What you need to do:
Reproduce every one of the records below word for word, leaving out the pictures.

Begin Records for processing

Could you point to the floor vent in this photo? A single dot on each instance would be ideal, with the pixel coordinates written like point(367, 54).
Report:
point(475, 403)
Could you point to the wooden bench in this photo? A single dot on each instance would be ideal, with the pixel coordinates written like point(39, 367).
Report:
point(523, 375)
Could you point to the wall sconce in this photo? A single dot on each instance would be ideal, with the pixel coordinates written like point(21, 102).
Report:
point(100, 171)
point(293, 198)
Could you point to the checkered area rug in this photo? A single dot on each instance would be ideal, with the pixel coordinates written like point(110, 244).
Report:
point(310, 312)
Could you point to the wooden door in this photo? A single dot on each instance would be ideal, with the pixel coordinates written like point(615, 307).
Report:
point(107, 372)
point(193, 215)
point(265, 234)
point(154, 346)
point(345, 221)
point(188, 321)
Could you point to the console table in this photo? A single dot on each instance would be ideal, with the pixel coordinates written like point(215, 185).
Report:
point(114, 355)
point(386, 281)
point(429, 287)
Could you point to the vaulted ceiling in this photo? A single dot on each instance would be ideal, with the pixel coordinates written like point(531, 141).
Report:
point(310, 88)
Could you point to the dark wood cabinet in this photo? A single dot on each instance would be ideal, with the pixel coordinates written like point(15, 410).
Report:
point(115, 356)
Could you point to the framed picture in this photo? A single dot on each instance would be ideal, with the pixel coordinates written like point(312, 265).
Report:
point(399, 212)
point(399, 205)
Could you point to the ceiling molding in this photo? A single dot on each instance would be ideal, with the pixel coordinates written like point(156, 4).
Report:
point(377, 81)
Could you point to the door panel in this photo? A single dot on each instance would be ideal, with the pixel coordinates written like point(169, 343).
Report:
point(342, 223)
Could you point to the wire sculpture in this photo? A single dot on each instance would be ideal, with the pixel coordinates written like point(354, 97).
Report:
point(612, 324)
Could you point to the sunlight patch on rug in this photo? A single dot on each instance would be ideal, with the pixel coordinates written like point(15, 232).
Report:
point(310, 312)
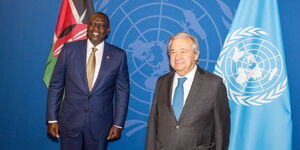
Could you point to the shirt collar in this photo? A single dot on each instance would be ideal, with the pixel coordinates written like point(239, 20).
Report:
point(189, 75)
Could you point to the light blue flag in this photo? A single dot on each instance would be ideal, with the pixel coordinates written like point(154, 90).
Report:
point(252, 65)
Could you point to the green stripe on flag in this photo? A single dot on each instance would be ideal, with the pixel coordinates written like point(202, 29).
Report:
point(49, 67)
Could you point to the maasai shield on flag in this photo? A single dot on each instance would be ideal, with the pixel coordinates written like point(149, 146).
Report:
point(71, 26)
point(253, 68)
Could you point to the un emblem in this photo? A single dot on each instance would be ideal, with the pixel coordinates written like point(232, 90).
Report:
point(252, 67)
point(143, 28)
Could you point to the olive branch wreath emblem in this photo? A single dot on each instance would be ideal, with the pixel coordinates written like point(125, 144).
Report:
point(238, 97)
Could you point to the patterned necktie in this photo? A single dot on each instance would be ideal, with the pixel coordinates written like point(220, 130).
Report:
point(90, 68)
point(178, 97)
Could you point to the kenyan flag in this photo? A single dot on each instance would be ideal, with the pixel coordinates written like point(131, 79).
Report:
point(71, 26)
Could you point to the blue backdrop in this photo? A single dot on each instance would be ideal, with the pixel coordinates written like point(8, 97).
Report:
point(142, 28)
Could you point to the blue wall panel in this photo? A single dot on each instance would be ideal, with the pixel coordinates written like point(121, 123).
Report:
point(27, 30)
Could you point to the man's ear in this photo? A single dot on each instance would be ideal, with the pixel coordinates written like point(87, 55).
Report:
point(197, 55)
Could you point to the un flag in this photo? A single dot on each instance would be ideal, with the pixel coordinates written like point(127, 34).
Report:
point(253, 68)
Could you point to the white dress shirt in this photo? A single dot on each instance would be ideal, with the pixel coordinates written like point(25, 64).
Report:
point(186, 85)
point(98, 55)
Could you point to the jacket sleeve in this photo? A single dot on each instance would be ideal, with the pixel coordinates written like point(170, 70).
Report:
point(121, 93)
point(152, 123)
point(222, 118)
point(56, 87)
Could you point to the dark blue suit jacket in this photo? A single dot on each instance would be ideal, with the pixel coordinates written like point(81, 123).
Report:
point(79, 104)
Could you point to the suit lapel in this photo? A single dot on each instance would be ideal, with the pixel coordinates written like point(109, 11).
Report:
point(169, 94)
point(105, 62)
point(82, 60)
point(193, 94)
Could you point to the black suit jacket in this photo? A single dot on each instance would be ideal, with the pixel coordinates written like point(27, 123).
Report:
point(204, 123)
point(80, 104)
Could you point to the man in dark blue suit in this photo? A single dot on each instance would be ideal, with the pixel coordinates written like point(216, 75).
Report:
point(88, 75)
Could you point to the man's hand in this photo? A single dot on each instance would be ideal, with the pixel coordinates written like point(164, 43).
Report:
point(114, 133)
point(53, 129)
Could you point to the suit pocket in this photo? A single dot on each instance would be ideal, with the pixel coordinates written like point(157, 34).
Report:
point(211, 146)
point(201, 101)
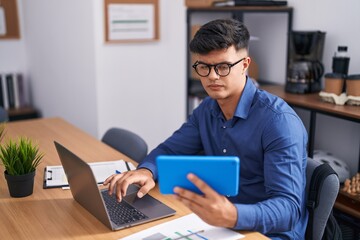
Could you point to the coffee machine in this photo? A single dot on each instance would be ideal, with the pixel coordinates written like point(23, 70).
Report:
point(305, 68)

End Records for processing

Expected output:
Could you point to the floor vent in this photo? A single dot on each instance would be ideal, with the pixel coordinates written like point(367, 54).
Report:
point(475, 403)
Could you point to the wooden bench in this photo? A single dot on each instance would be ideal, with the pixel coordinates written like point(39, 367).
Report:
point(523, 375)
Could you point to the wall sconce in this photo? A single dot on each instance would be ideal, with the pixel coordinates written like point(21, 102).
Report:
point(100, 171)
point(293, 198)
Could you point to the checkered area rug in this photo? A single dot on each instance would be ideal, with the pixel coordinates written like point(110, 244).
Report:
point(310, 312)
Could you point to the wooden door in this photo? A single dot on each instance would be ideal, with the pixel coordinates written like point(615, 307).
Report:
point(107, 372)
point(193, 215)
point(265, 234)
point(154, 346)
point(345, 221)
point(188, 321)
Could you point to the console table in this photo? A single dot on each instance would be ideal, with the pixel coordinates written like point(215, 185).
Report:
point(114, 355)
point(386, 281)
point(429, 287)
Could you point to the vaulted ceiling in this photo? A single dot on each instance would be ideal, with the pixel coordinates written like point(531, 141).
Report:
point(310, 88)
Could you point to the dark wood cabinet in this photo? A single dot on each instance would be ideal, with the pixel coordinates written like point(15, 410).
Report:
point(115, 356)
Could you point to the framed picture in this photo? A single dot on each instance would be ideal, with the pixel coordinates written like point(312, 265).
Report:
point(399, 212)
point(399, 205)
Could you point to the ceiling molding in this photo? A single dot on each instance would be ideal, with the pixel coordinates written like point(156, 4).
Report:
point(377, 81)
Could you point to the door panel in this photo? A single dot on each instance would be ideal, with the pixel coordinates written like point(169, 343).
Report:
point(342, 223)
Could you point to the wire sculpture in this photo? A single dot on each instance would be ideal, with the pixel coordinates written like point(354, 97).
Report:
point(612, 324)
Could you point to the sunlight patch on rug in this photo? A single dot on each instance would be ideal, with the pixel coordinates written like point(15, 232).
Report:
point(310, 312)
Could you point to the shirt collar in this photo? A single dot on each instance would be ideal, with the pixel coordinates written like point(239, 20).
Report:
point(189, 75)
Could you point to the light blue flag in this photo? A single dot on each instance would be ideal, with the pixel coordinates written like point(154, 90).
Report:
point(252, 65)
Could you point to the green stripe on flag in this photo? A single dot on each instance would be ideal, with the pixel coordinates written like point(202, 29).
Report:
point(49, 67)
Could you point to the maasai shield on flag in this photo? A single dot on each instance would be ideal, with the pixel coordinates written like point(149, 146).
Report:
point(71, 26)
point(253, 68)
Could you point to the un emblem in this photo? A single dot on each instance would be ideal, with the pixel coordinates written like point(232, 90).
Report:
point(252, 67)
point(143, 28)
Could you point to the olive branch wreath emblem in this photo? A single dot on each instance would be ideal, with the pixel coordinates written like point(125, 144).
Report:
point(238, 97)
Could you point to the patterned necktie in this photo? A single dot on each instance would be ideal, with the pixel coordinates written like point(220, 130).
Report:
point(90, 68)
point(178, 97)
Could you point to the kenyan flag in this photo? A single dot on each instance would be ideal, with the pixel coordinates written like point(131, 79).
Report:
point(71, 26)
Could you point to the blue backdrop in this photo? A single dot on each instance would be ideal, with the pixel coordinates written like point(8, 97).
Report:
point(142, 28)
Could you point to the blue wall panel in this photo? A single dot on each instance would be ideal, with the pixel coordinates written like point(121, 123).
Report:
point(27, 30)
Could you point to the man's ear in this photo? A single dot on each instance would be ideal, with the pixel coordinates written like point(87, 55).
Report:
point(197, 55)
Could you point to the un flag in this photo? A single dot on each instance would be ideal, with the pixel coordinates written like point(127, 34).
Report:
point(253, 68)
Could you point to the white dress shirt in this photo? A single dot on each instance would be ideal, with the pixel coordinates written like point(25, 64).
Report:
point(186, 85)
point(98, 55)
Could you point to the jacket sleeve in this photo? A single dot on each instance would be ideal, with the pixel coordinates written like point(170, 70).
Report:
point(121, 93)
point(152, 123)
point(222, 118)
point(56, 87)
Could you point to the dark blue suit jacket in this photo? A single dot on each instance would be ideal, with the pixel coordinates written like point(81, 123).
Report:
point(79, 104)
Could you point to the suit lapel in this photo? A single dot on each instance would be ideal, with the pixel coordinates written like point(109, 11).
Report:
point(169, 94)
point(105, 62)
point(82, 60)
point(193, 94)
Could you point to the black suit jacket in this photo? A single dot on each instance would be ideal, with the pixel coordinates written like point(27, 123).
Report:
point(204, 123)
point(80, 104)
Could you point to the man in dark blue suit in this photo? A single dot on each instance would be ideal, with the pixel coordinates written like point(216, 75).
Report:
point(88, 75)
Could you point to the man's hand in this photo? A single dot on each instance would be ideal, with the pixel coordinates written like point(164, 43).
Report:
point(114, 133)
point(53, 129)
Could you point to the suit pocket in this photo? A single dot on each instance would be ideal, with the pixel coordinates written like point(157, 34).
Report:
point(211, 146)
point(201, 101)
Could you point to the coffee machine in this photo? A single dot on each instance would be ideal, with the pixel coordinates written like point(23, 70).
Report:
point(305, 68)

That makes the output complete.